▶ [KUTIPAN]:

□ □ □ □ □ □ □

Dalam berbagai kebudayaan, rambut bukan sekadar elemen fisik, melainkan simbol identitas, ekspresi diri, dan bahkan status sosial. Cara seseorang memperlakukan dan menata rambutnya sering kali mencerminkan nilai, kepercayaan, dan keterikatan dengan komunitas tertentu. Rambut dapat menjadi bentuk perlawanan, bentuk penghormatan terhadap leluhur, atau pernyataan tentang siapa diri seseorang di tengah masyarakat.

Dalam konteks sosial dan budaya, rambut seringkali menjadi medium perjuangan dan afirmasi identitas kelompok yang mengalami diskriminasi atau penindasan. Salah satu contoh yang paling dikenal adalah gerakan Black Power di Amerika Serikat pada tahun 1960-an dan 1970-an. Gerakan ini menjadikan rambut afro—rambut alami yang dibiarkan mengembang—sebagai simbol perlawanan terhadap standar kecantikan kulit putih yang selama ini mendominasi masyarakat dan media. Dengan membiarkan rambut mereka tumbuh alami, para aktivis dan pendukung gerakan ini tidak hanya menolak norma-norma estetika yang menindas, tetapi juga menegaskan kebanggaan dan identitas kulit hitam mereka. Rambut afro menjadi lambang pemberdayaan diri dan penolakan atas diskriminasi rasial yang sistemik.

Selain itu, dalam budaya Rastafari di Jamaika, dreadlocks atau rambut gimbal dianggap sebagai perpanjangan dari jiwa dan spiritualitas. Para pengikut Rastafari membiarkan rambut mereka menggimbal secara alami sebagai bentuk penghormatan terhadap ajaran agama mereka dan sebagai simbol kebebasan dari penindasan budaya barat. Mereka memandang rambut sebagai bagian dari ciptaan Tuhan yang tidak boleh dirusak atau dipotong sembarangan.

Tak hanya itu, di berbagai masyarakat adat di Nusantara dan belahan dunia lain, rambut panjang sering dikaitkan dengan kedewasaan, kekuatan, atau penghormatan terhadap tradisi. Di beberapa suku di Papua, rambut adalah bagian dari tubuh yang tidak boleh dipotong sembarangan karena dianggap memiliki kekuatan spiritual. Dalam konteks ini, rambut bukan hanya milik individu, tetapi juga milik komunitas, terikat pada nilai-nilai kolektif yang diwariskan secara turun-temurun.

Melihat dari sudut pandang ini, mereduksi rambut menjadi tanda kecurigaan atau ancaman adalah bentuk pengingkaran terhadap nilai budaya dan kemanusiaan seseorang. Rambut adalah identitas dan memperlakukannya sebagai bukti keterlibatan dalam konflik bersenjata berarti mengkriminalisasi identitas itu sendiri.

Rambut Gimbal dalam Budaya Papua

Di Papua, rambut gimbal bukan sekadar gaya rambut—ia adalah bagian dari ekspresi diri dan simbol kebanggaan atas identitas lokal. Bagi sebagian orang muda Papua, membiarkan rambut tumbuh secara alami hingga menggimbal merupakan bentuk penerimaan terhadap warisan tubuh dan budaya mereka sendiri. Dalam konteks ini, rambut gimbal mencerminkan keberanian untuk tampil apa adanya, tanpa tunduk pada standar kecantikan yang ditentukan dari luar.

□ □ □ □ □ □ □

▶ [TUGAS A]:
Jawablah pertanyaan berikut berdasarkan kutipan tentang makna rambut, dengan satu jawaban per baris.
(i) Di negara mana dan pada dekade apa gerakan Black Power berlangsung?
(ii) Dalam budaya Rastafari di Jamaika, dreadlocks dianggap sebagai apa?
(iii) Di beberapa suku di Papua, mengapa rambut tidak boleh dipotong sembarangan?
Kutipan di atas tidak berkaitan dengan catatan yang menyusul.

▶ [Kutipan set data anotasi lokasi]:
□ □ □ □ □ □ □

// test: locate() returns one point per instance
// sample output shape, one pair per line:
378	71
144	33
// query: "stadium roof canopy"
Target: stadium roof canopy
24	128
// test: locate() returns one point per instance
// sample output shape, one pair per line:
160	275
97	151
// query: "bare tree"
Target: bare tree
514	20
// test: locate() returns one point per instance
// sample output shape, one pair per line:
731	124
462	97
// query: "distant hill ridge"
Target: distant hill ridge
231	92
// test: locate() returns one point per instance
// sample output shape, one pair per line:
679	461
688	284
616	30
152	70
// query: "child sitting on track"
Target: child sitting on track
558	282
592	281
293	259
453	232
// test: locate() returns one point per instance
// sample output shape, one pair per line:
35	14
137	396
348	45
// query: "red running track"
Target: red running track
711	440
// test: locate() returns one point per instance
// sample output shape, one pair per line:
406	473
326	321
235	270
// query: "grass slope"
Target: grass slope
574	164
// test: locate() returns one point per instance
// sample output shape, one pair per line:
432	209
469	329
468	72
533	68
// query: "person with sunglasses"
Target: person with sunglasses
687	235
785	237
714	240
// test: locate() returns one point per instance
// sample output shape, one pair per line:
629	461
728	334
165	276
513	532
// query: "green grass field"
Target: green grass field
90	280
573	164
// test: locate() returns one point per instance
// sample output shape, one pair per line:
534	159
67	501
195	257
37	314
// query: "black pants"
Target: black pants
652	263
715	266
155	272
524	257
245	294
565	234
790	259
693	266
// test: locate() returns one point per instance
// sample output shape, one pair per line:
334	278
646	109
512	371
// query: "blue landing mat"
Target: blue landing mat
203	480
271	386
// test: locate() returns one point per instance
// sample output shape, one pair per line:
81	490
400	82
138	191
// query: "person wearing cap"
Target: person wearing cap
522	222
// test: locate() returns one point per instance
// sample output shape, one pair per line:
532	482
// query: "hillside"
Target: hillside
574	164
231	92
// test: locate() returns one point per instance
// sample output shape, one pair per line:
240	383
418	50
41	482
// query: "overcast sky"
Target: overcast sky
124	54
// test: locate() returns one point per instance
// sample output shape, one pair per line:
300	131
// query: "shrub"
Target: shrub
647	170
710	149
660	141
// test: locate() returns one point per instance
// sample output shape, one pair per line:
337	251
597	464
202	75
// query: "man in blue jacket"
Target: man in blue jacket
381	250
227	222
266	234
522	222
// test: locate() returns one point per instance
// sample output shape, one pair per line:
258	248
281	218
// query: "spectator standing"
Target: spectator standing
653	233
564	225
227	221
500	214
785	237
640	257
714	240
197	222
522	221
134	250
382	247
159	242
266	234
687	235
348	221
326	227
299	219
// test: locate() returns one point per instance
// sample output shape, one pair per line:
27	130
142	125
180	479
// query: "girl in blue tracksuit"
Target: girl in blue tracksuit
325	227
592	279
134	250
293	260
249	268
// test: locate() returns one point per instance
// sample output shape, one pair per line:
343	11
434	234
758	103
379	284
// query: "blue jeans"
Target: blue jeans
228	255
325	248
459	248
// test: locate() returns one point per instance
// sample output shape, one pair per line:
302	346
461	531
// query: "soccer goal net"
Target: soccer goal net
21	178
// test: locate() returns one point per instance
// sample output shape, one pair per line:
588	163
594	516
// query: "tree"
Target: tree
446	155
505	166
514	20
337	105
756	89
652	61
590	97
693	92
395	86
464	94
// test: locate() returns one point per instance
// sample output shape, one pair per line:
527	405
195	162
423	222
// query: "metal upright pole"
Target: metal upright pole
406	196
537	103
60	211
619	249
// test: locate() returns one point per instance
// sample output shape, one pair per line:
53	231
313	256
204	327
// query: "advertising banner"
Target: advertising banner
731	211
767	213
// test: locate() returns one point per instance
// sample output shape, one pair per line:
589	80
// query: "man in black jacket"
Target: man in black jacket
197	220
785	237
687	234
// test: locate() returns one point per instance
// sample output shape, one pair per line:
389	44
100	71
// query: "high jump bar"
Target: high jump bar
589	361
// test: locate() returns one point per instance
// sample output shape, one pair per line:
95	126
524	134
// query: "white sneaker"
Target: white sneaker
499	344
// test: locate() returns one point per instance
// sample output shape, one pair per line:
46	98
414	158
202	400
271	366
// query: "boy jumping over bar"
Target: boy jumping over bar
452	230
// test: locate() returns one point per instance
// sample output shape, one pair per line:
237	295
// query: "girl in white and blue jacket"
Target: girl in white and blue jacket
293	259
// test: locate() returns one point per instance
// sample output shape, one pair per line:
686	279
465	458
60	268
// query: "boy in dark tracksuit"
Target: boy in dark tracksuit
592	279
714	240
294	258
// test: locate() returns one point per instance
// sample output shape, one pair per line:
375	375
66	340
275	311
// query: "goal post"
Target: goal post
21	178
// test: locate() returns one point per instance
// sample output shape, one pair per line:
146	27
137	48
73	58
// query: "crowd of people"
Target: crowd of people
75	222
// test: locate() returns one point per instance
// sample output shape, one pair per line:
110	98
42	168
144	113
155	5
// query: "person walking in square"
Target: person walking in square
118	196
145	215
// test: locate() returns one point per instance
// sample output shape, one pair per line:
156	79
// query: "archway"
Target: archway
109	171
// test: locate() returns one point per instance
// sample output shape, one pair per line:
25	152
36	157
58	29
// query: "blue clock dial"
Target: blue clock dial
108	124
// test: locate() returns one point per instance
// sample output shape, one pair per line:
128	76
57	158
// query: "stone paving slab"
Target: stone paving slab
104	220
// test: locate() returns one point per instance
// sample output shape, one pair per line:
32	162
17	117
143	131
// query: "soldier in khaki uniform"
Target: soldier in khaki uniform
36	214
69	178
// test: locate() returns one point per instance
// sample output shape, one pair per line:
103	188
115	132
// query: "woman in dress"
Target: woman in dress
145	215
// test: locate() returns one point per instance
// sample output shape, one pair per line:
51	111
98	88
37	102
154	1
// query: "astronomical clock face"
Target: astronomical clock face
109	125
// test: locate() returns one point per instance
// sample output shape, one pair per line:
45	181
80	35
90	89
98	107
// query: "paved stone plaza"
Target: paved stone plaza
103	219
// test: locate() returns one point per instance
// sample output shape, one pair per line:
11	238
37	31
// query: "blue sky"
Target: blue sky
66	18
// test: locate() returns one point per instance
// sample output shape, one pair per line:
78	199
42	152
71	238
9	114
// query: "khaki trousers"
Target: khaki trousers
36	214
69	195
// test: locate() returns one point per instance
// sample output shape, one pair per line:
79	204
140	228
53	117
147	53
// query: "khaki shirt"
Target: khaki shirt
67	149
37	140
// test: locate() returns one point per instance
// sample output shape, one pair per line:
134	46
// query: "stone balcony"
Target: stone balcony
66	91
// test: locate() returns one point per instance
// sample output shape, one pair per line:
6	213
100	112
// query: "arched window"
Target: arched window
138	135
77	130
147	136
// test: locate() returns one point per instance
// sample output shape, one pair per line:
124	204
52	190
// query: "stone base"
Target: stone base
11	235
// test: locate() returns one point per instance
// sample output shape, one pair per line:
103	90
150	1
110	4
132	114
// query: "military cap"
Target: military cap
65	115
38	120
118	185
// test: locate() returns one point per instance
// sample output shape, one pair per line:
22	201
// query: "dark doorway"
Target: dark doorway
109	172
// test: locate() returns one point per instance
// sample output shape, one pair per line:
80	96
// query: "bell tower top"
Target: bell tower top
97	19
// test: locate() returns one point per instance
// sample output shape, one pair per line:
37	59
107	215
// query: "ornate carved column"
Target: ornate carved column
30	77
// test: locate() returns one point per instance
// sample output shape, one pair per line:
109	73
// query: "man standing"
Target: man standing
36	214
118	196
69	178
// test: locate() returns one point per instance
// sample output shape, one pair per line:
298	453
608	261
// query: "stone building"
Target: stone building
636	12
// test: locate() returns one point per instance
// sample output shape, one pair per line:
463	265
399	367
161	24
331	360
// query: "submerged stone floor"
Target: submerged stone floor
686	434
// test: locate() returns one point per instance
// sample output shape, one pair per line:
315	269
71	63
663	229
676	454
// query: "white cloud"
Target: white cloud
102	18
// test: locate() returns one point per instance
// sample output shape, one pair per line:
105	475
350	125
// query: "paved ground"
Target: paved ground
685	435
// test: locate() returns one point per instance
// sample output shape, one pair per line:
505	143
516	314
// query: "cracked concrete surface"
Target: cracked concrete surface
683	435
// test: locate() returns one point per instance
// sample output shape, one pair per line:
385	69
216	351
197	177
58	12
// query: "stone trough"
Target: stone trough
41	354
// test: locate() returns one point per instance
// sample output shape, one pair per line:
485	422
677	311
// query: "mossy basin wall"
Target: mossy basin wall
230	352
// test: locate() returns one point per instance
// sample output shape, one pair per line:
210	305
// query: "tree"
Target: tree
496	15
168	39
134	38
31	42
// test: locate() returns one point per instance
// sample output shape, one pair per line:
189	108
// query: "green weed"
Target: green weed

□ □ □ □ □ □ □

▶ [TUGAS B]:
Kumpulkan setiap baris dalam catatan yang memuat kata "ornate", dengan memperhatikan huruf besar dan kecil.

▶ [JAWABAN LENGKAP A]:
(i) Di Amerika Serikat, pada tahun 1960-an dan 1970-an.
(ii) Sebagai perpanjangan dari jiwa dan spiritualitas.
(iii) Karena rambut dianggap memiliki kekuatan spiritual.

▶ [JAWABAN LENGKAP B]:
// query: "ornate carved column"
Target: ornate carved column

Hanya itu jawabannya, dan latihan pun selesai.